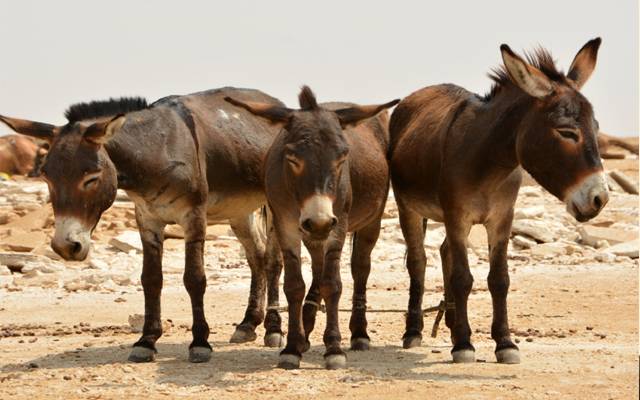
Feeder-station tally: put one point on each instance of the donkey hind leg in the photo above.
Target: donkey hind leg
(273, 336)
(450, 313)
(313, 300)
(195, 281)
(498, 234)
(363, 242)
(152, 236)
(461, 282)
(246, 230)
(413, 228)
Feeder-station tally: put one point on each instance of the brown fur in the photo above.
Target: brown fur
(322, 150)
(456, 157)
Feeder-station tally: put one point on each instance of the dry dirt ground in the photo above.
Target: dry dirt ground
(64, 330)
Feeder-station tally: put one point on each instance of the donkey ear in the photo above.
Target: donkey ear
(101, 132)
(527, 77)
(584, 63)
(37, 130)
(273, 113)
(354, 115)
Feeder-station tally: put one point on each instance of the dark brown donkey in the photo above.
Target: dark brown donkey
(184, 159)
(456, 157)
(322, 182)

**What you should do**
Take every line from the records above that has the word "Feeder" and copy it.

**Solved problem**
Feeder-station tally: put one point on each instance of the donkey hind leg in the photo above.
Feeder-station tally: put one point on each instance of the brown fur in the photo above.
Feeder-station tally: put one point on each instance of the dry dirt ground in the photo above.
Feeder-station tally: put one point on each instance of the donkey ear in the photo above.
Feeder-station tally: put one point on each instance of the dark brown donkey in the photo above.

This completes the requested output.